Mr Travers added that London’s financial industry would be hit by any change. “The FCO’s sniping at hedge funds plays right into the hands of EU legislators who are desperately trying to curb the success of the City of London and, in particular, the hedge fund industry. In short, if the FCO attack the Caymans, they damage London. I would have thought in the current financial crisis that would be a horrendous example of unintended consequences.”

Critics of the Cayman Islands and other offshore financial centres argue that so-called “secrecy jurisdictions” were responsible for creating the financial instability that led to the global credit crisis and subsequent economic meltdown.

However, a new report released by the OECD (see separate story) refutes this suggestion and warns the Group of 20 (G20) that it is misdirecting itself in attacking tax havens.

Mr Travers went on to say, “I urge the FCO to acknowledge that the Cayman Islands Government has put forward sensible ideas to cut costs and raise revenue without the introduction of totally unnecessary taxes and allow the Cayman Islands Government to borrow the relatively small amount of money it needs to carry out its business.”

His comments followed recent remarks by leaders in Cayman and Bermuda criticising attempts to portray them as shady tax havens and say world leaders are making them scapegoats for the global downturn.

> Listed entries:
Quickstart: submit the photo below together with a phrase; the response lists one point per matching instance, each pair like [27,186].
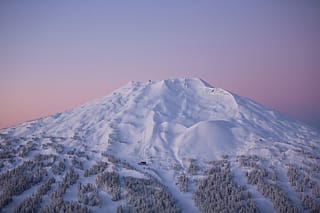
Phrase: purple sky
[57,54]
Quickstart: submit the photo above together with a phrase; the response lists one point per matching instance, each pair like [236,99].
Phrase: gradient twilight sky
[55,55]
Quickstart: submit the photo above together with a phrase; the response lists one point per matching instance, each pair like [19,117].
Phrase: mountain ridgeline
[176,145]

--

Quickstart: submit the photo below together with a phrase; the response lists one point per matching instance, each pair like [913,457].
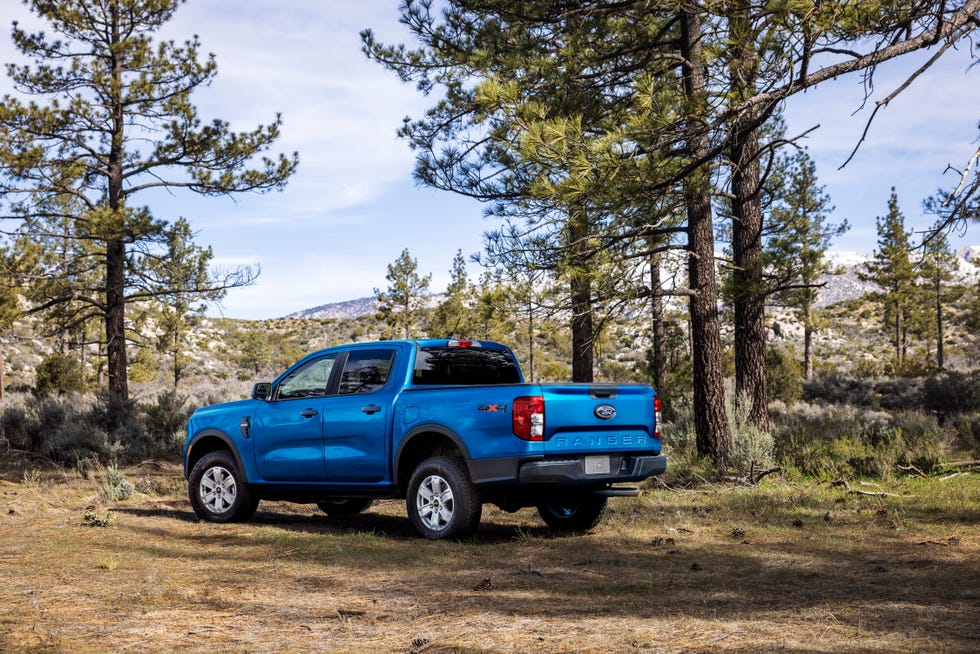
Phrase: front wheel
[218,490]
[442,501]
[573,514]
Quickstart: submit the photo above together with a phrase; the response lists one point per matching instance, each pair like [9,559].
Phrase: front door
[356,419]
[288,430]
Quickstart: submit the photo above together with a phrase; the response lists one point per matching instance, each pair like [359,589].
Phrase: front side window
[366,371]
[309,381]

...

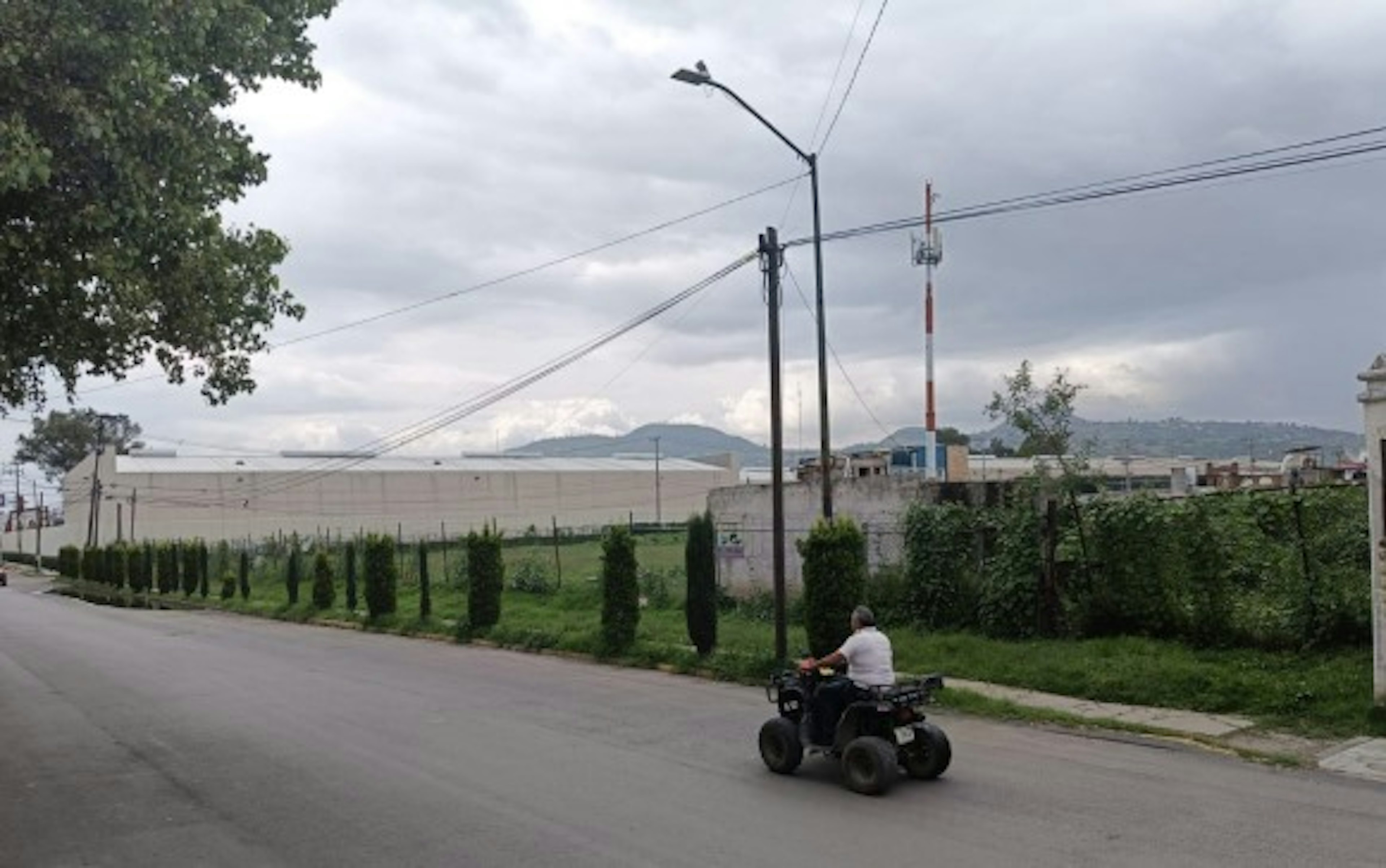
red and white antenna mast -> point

> Exercises:
1: List every abbreviation written in capital letters that appears in the passage about the Cayman Islands.
2: According to the passage about the Cayman Islands, what does the new OECD report warn the G20?
The data has no connection to the passage about the Cayman Islands.

> Exercise responses:
1: FCO, EU, OECD, G20

2: It warns the G20 that it is misdirecting itself in attacking tax havens.